## [What is required]
The data follows this line. Copy verbatim the line with "pick out the white boundary" and each line after it to the end.

──────── Given records ────────

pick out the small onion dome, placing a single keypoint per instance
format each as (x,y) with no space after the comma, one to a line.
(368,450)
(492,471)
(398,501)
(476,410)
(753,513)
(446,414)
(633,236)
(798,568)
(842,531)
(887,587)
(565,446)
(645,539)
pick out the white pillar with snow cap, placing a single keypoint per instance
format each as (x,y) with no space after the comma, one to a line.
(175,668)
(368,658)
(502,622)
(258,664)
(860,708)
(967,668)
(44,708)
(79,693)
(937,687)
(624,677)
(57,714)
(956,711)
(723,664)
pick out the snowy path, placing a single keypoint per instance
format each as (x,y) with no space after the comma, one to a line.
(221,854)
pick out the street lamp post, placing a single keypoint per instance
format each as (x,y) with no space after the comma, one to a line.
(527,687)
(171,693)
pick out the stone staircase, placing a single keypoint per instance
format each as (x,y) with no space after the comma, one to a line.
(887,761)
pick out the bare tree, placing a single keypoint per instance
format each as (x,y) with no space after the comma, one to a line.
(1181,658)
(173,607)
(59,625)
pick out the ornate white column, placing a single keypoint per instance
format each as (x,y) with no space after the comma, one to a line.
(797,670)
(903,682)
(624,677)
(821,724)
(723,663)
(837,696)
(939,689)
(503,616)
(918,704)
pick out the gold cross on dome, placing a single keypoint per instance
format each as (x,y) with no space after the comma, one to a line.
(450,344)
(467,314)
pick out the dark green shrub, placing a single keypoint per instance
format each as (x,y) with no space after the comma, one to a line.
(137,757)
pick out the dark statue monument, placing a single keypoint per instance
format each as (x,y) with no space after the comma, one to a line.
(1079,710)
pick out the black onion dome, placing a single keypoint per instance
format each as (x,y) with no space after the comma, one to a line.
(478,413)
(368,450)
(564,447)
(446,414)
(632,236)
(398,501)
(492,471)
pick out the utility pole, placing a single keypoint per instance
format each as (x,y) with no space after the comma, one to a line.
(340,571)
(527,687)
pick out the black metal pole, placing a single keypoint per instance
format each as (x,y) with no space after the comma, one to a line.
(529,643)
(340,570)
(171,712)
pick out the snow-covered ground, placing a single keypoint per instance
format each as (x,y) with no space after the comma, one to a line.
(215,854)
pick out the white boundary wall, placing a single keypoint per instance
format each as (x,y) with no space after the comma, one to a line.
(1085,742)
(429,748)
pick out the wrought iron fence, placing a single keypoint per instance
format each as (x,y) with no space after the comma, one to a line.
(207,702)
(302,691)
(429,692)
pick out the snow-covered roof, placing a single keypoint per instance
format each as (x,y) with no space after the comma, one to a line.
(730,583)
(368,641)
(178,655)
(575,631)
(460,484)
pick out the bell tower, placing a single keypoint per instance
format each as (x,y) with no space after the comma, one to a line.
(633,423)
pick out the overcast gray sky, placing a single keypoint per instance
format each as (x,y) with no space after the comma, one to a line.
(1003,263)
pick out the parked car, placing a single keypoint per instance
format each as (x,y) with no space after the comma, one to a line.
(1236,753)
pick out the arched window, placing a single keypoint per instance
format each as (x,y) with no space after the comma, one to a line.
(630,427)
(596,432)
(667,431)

────────

## [Final result]
pick out the white boundary wall, placing a single keypoint per instance
format each as (x,y) with no space after the comma, one to a line.
(1085,742)
(429,748)
pick out the wrought iron fence, placing a single keypoint per instance
format each as (x,y) with no space after the comma, one to a line.
(207,702)
(302,691)
(429,692)
pick out the snow-covered roof, placing a single keypoint per instance
format each as (x,y) with no space after the comma, one to a line.
(730,583)
(368,641)
(178,655)
(575,631)
(460,484)
pick out the bell tower, placing a single keypoint per instance
format each as (x,y) with no space after the comma, one to a line.
(633,423)
pick out the overcast gray sky, placing a single keypoint per instance
format each as (x,y) with no space after the comma, one to a line.
(1003,263)
pick out the parked car, placing a single keypoint per instance
format each as (x,y) with no space after the comma, one to a line.
(1236,753)
pick out the arched window, placing a single keypoint per instance
format each as (x,y) with no space after the comma, one to a line.
(630,427)
(596,432)
(667,431)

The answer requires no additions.